*ELENCO DEI COMPITI*.
1. Riscrivi il brano sull'arte contemporanea tra "Le eccezioni ci" e "i confini dell’eccellenza.", estremi inclusi, mettendo "soggiorni di ricerca" al posto di "viaggi studio".
2. Quali sono le forme di sostegno vero all'arte che, secondo le eccezioni citate, il brano sull'arte contemporanea elenca? Riportale tutte.
3. Rispondi a queste domande sul brano sull'arte contemporanea:
(a) Che cosa va di moda adesso?
(b) Verso dove dovrebbe condurre i più meritevoli un'amministrazione pubblica?
(c) Quali scelte andrebbero esternalizzate?

*TESTO DI PARTENZA*.
::::::

E invece gli osservatori regionali sulla cultura stentano a decollare. Adesso, per esempio, va di moda l’arte contemporanea. Dopo che per “una vita” la cultura italiana è stata schiacciata dal peso della sua storia, dalla conservazione e dalla tutela del patrimonio, in linea con la tanto invocata innovazione, molti amministratori si son tramutati in paladini dell’arte d’oggi. Ciò però si traduce nel mero finanziamento di mostre, eventi e convegni sul tema, che poco realmente fanno per la creazione e promozione dell’arte.
Le eccezioni ci dimostrano che il sostegno vero è la creazione di fiere commerciali, la formazione avanzata e continua, i viaggi studio, le residenze, le agevolazioni fiscali, i premi, il sostegno alla nuova imprenditorialità. Un’amministrazione pubblica dovrebbe prendere per mano i più meritevoli – mettendo tutti nelle stesse condizioni di esserlo – e condurli verso i confini dell’eccellenza.
Si esternalizzino le scelte di contenuto e si riprendano quelle politiche; se ognuno svolge il proprio compito, il risultato non potrà che essere migliore.

::::::

*Dati di ancoraggio delle espressioni*.
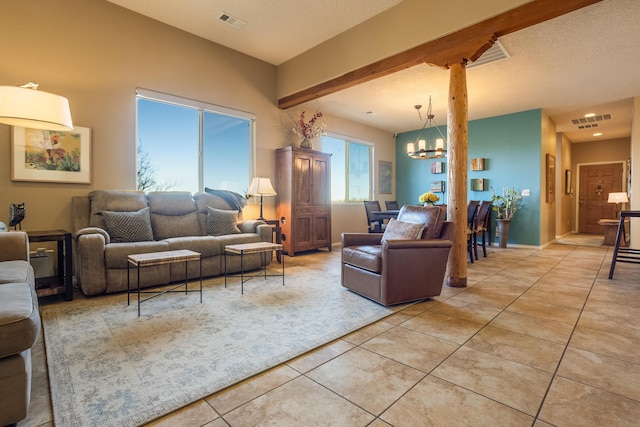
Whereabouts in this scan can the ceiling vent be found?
[571,114,612,129]
[218,12,247,29]
[467,40,511,69]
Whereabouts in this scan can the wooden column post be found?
[447,61,469,287]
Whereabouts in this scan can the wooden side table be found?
[27,230,73,301]
[261,219,282,263]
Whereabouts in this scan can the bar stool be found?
[609,211,640,279]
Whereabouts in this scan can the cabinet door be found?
[311,156,331,206]
[293,153,314,206]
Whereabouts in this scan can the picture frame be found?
[564,169,573,194]
[471,157,484,171]
[547,153,556,203]
[378,160,393,194]
[11,126,91,184]
[470,178,486,191]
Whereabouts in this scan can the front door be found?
[578,163,622,234]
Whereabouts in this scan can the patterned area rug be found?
[42,262,404,427]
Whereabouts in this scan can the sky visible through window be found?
[138,98,251,194]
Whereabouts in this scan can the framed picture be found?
[431,162,444,174]
[11,126,91,184]
[378,160,393,194]
[547,153,556,203]
[471,178,486,191]
[564,169,573,194]
[471,157,484,171]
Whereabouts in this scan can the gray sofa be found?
[0,231,40,426]
[71,190,273,295]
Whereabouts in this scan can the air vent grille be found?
[467,40,511,69]
[218,12,247,29]
[571,114,612,129]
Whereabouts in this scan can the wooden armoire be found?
[275,147,331,256]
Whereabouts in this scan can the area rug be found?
[42,264,402,427]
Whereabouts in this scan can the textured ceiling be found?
[109,0,640,142]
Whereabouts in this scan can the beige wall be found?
[0,0,394,241]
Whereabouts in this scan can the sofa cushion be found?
[342,245,382,273]
[207,207,240,236]
[102,208,153,243]
[381,218,424,242]
[0,284,40,358]
[147,191,203,240]
[89,190,147,230]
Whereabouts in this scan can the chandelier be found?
[407,97,447,160]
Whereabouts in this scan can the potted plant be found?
[418,191,440,206]
[491,187,522,248]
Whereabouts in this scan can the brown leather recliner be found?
[341,206,454,305]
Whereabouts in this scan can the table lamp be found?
[607,192,629,219]
[247,177,278,220]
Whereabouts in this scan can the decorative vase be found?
[498,219,511,248]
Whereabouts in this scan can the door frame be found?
[573,160,629,233]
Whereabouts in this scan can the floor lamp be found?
[247,178,278,221]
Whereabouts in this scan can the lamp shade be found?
[247,177,278,196]
[607,192,629,203]
[0,86,73,130]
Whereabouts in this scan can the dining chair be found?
[467,200,480,263]
[475,200,493,259]
[384,200,400,211]
[364,200,386,233]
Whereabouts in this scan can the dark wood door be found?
[578,163,622,234]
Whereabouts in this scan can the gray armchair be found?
[341,206,454,306]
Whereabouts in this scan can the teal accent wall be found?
[396,109,544,246]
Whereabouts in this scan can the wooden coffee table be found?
[127,249,202,317]
[224,242,284,294]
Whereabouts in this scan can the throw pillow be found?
[102,208,153,243]
[207,206,241,236]
[381,218,424,242]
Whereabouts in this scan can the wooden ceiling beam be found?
[278,0,602,109]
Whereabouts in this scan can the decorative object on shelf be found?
[431,162,444,174]
[292,111,327,150]
[378,160,393,194]
[248,177,278,220]
[11,126,91,184]
[431,181,444,193]
[9,203,26,230]
[418,191,440,206]
[407,97,447,159]
[607,192,629,219]
[491,187,522,248]
[0,82,73,131]
[471,157,484,171]
[471,178,485,191]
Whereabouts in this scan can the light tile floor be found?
[19,244,640,427]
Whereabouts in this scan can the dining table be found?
[371,209,400,233]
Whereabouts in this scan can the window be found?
[137,89,254,194]
[322,135,373,203]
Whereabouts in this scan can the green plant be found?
[418,191,440,203]
[491,187,522,221]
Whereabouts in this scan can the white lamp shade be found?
[248,178,278,196]
[0,86,73,130]
[607,192,629,203]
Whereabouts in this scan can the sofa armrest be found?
[74,228,109,295]
[0,231,29,261]
[340,233,383,248]
[73,227,111,245]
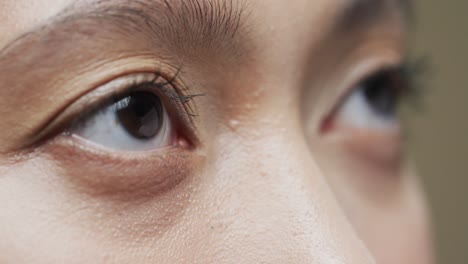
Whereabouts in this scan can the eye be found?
[72,91,175,151]
[334,68,407,130]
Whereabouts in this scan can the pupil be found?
[364,69,399,117]
[115,92,163,139]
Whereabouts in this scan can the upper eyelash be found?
[71,70,205,132]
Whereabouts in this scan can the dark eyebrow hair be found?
[0,0,250,62]
[335,0,413,32]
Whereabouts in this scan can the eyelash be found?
[71,71,204,127]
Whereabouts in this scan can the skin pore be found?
[0,0,432,264]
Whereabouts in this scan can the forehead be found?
[0,0,74,47]
[0,0,408,51]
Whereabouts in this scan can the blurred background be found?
[412,0,468,264]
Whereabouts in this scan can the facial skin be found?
[0,0,432,264]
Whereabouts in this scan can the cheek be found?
[312,144,432,264]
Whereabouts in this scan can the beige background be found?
[412,0,468,264]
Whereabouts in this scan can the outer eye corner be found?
[320,67,408,134]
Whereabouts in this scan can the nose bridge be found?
[215,133,372,264]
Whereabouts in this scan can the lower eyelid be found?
[41,135,199,201]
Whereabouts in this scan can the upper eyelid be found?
[27,72,196,150]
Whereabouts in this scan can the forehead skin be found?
[0,0,73,47]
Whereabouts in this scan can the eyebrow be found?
[0,0,246,62]
[335,0,413,32]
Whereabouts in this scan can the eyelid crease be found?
[23,71,203,154]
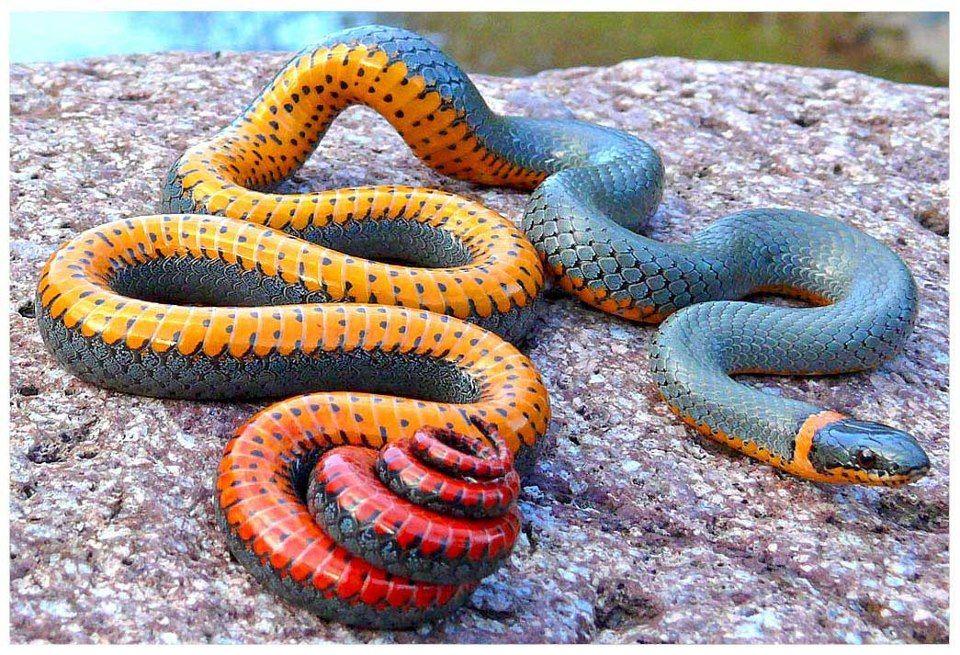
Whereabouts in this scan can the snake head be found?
[809,418,930,487]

::::::

*ESERCIZI RISOLTI*.
1.
Le eccezioni ci dimostrano che il sostegno vero è la creazione di fiere commerciali, la formazione avanzata e continua, i soggiorni di ricerca, le residenze, le agevolazioni fiscali, i premi, il sostegno alla nuova imprenditorialità. Un’amministrazione pubblica dovrebbe prendere per mano i più meritevoli – mettendo tutti nelle stesse condizioni di esserlo – e condurli verso i confini dell’eccellenza.

2.
- la creazione di fiere commerciali
- la formazione avanzata e continua
- i viaggi studio
- le residenze
- le agevolazioni fiscali
- i premi
- il sostegno alla nuova imprenditorialità

3.
(a) L'arte contemporanea.
(b) Verso i confini dell'eccellenza.
(c) Le scelte di contenuto.